>>>
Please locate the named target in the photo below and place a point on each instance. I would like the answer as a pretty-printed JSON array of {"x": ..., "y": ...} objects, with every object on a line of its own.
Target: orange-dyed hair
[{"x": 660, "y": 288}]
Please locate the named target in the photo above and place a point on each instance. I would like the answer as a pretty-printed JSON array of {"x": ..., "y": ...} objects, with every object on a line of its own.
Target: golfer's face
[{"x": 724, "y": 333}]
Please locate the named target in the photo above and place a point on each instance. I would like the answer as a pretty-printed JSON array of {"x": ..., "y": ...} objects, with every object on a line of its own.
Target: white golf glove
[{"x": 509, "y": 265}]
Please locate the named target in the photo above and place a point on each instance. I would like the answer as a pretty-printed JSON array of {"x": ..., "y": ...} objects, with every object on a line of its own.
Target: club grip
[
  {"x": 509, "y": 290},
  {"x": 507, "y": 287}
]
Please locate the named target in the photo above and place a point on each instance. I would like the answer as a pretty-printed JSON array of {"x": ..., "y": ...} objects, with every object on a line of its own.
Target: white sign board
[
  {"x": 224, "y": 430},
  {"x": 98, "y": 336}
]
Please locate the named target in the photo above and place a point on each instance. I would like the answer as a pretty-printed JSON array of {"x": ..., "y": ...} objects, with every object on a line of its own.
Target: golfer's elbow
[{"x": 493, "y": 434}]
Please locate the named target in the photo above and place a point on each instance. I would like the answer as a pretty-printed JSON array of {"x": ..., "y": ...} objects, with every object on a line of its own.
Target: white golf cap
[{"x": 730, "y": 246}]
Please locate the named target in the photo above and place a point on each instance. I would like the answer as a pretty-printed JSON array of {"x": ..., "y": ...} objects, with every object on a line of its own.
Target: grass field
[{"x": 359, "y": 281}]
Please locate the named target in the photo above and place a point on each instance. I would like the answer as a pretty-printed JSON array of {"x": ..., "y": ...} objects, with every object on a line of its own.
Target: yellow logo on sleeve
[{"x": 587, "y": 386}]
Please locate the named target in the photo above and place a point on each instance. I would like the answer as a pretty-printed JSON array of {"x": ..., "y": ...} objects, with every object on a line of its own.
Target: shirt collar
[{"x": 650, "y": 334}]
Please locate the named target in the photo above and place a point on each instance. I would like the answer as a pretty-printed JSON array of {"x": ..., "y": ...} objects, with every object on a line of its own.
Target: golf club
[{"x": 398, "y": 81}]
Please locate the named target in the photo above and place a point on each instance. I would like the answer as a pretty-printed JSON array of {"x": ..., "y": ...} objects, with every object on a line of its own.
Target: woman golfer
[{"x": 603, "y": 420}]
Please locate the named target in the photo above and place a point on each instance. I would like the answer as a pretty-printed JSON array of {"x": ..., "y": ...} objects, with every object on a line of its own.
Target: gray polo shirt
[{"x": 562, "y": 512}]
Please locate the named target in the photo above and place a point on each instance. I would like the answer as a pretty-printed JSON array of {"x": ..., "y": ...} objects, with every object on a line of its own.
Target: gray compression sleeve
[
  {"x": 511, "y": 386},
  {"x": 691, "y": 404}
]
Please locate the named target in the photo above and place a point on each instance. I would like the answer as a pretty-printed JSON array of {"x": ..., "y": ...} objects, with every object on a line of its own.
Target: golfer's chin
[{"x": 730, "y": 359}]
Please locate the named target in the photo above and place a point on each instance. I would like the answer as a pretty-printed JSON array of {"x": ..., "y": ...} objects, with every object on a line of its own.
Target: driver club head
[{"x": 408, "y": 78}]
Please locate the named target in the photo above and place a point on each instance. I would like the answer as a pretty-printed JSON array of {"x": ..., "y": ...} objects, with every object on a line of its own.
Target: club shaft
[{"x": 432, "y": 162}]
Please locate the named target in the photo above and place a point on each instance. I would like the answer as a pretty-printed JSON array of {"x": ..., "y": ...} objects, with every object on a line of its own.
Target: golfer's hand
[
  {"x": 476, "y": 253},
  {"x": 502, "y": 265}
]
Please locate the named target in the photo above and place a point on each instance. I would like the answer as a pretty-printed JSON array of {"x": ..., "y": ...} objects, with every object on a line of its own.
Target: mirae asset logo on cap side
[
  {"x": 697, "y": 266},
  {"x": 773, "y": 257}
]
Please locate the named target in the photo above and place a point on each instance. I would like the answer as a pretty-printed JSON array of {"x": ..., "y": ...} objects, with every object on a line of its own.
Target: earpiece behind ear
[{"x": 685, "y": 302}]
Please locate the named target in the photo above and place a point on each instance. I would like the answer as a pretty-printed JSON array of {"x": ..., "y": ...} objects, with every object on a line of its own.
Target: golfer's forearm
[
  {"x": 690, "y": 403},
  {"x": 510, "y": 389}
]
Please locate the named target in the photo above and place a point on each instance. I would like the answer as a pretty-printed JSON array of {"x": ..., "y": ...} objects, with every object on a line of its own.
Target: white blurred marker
<<<
[ACTIVITY]
Reproduce the material above, keeping every line intact.

[YOUR SOLUTION]
Please locate the named target in the photo below and place a point on each instance. I would like the answer as a pretty-printed JSON array of {"x": ..., "y": ...} objects, with every object on a line of its own.
Target: orange-dyed hair
[{"x": 660, "y": 288}]
Please locate the named target in the photo above and place a point on each instance. I would like the answer as a pretty-printed JSON array of {"x": ..., "y": ...} objects, with every object on a line of its own.
Target: golfer's face
[{"x": 724, "y": 333}]
Please locate the named target in the photo above and place a point on each instance. I would like the answer as a pretty-printed JSON array of {"x": ..., "y": ...} objects, with every object on a line of its own.
Target: white golf glove
[{"x": 509, "y": 265}]
Please locate the named target in the photo above and place a point on each instance. I would like the answer as a pretty-printed JSON array of {"x": ..., "y": ...} objects, with every object on a line of its own.
Target: club grip
[
  {"x": 509, "y": 290},
  {"x": 507, "y": 287}
]
Please locate the named target in the photo above and place a point on each instance. I would like the answer as a pretty-printed JSON array of {"x": ..., "y": ...} objects, with every object on a line of its own.
Target: white sign board
[
  {"x": 224, "y": 430},
  {"x": 98, "y": 336}
]
Please locate the named target in the photo above and place a point on each instance. I would like the answer as a pretty-printed JSON array of {"x": ..., "y": ...} objects, with every object on a line of its own.
Target: golfer's elbow
[{"x": 493, "y": 434}]
Please locate the named target in the photo above and place a point on each instance. I would like the answer as a pretty-printed JSON array of {"x": ..., "y": ...} objects, with every object on a line of its own.
Target: white golf cap
[{"x": 730, "y": 246}]
Please locate the named target in the photo above and place a point on each instance. I would like the answer as a pretty-printed JSON array of {"x": ..., "y": ...} objects, with every object on a line of its own.
Target: grass field
[{"x": 359, "y": 281}]
Please locate the named target in the photo above and place a point on each instance. I would like the answer as a pretty-printed JSON array of {"x": ..., "y": ...} objects, with every object on a line of its own.
Target: yellow logo on sleeve
[{"x": 587, "y": 386}]
Please locate the named target in the photo above and place a point on each instance. I would like the answer as a pretty-printed JSON array of {"x": ..., "y": ...} objects, with every object on a line of its own.
Target: shirt collar
[{"x": 650, "y": 334}]
Please locate the named target in the photo above and place a point on each instance. I would like the answer as a pretty-printed JSON array of {"x": ..., "y": ...} objects, with every object on a line of its own.
Target: golf club
[{"x": 398, "y": 81}]
Please locate the named target in the photo above and place a point on each instance. I would like the answer as a pretty-printed JSON array of {"x": ..., "y": ...} objects, with every object on a line of its own.
Target: woman golfer
[{"x": 603, "y": 420}]
Please locate the named target in the photo above and place a point on each instance. I would like the answer as a pretty-printed JSON array of {"x": ..., "y": ...} objects, with every object on a line of its own.
Target: gray polo shirt
[{"x": 562, "y": 512}]
Please locate the named target in the photo above and place a point on each instance. I would like the answer as a pretty-printed JSON array of {"x": ..., "y": ...} objects, with every object on a line of its own.
Target: gray compression sleeve
[
  {"x": 511, "y": 386},
  {"x": 691, "y": 404}
]
Please locate the named target in the photo above and place a point on each instance. I would like the answer as a pretty-printed JSON array of {"x": ..., "y": ...} objects, with every object on a line of its own.
Target: golfer's chin
[{"x": 730, "y": 359}]
Please locate the named target in the photo above and place a point on each instance. I would like the answer as a pretty-printed JSON array of {"x": ..., "y": ...} objects, with every object on a line of its own.
Target: driver club head
[{"x": 408, "y": 78}]
Please locate the named target in the photo above and place a point on each instance. I would like the answer as a pretty-printed JSON array of {"x": ..., "y": ...} objects, with every object on a line of its own.
Target: club shaft
[{"x": 432, "y": 162}]
Please locate the named target in the photo above and place a point on each instance. I would like the answer as a pretty-printed JSON array of {"x": ..., "y": ...} objects, with every object on a line of its own.
Target: golfer's hand
[
  {"x": 476, "y": 253},
  {"x": 502, "y": 265}
]
Please locate the named target in the photo above and place a point on each instance. I would like the answer as a pretty-printed JSON array of {"x": ..., "y": ...} objects, with every object on a line of its own.
Target: mirae asset logo on cap side
[
  {"x": 697, "y": 266},
  {"x": 773, "y": 257}
]
Please locate the named target in the photo above and place a point on each instance. I would like the answer as a pretty-printed JSON array of {"x": ..., "y": ...} objects, with every object on a line of its own.
Target: earpiece behind ear
[{"x": 685, "y": 302}]
Please locate the named target in the photo above and place a point on each instance. I would like the answer as a pretty-printed JSON array of {"x": ..., "y": ...} objects, with every object on a line of its own.
Target: golfer's forearm
[
  {"x": 690, "y": 403},
  {"x": 510, "y": 389}
]
Please locate the named target in the photo above and place a point on each instance. I would like the answer as a pretty-printed JSON array of {"x": ..., "y": ...} objects, with every object on a line of its own.
Target: white blurred marker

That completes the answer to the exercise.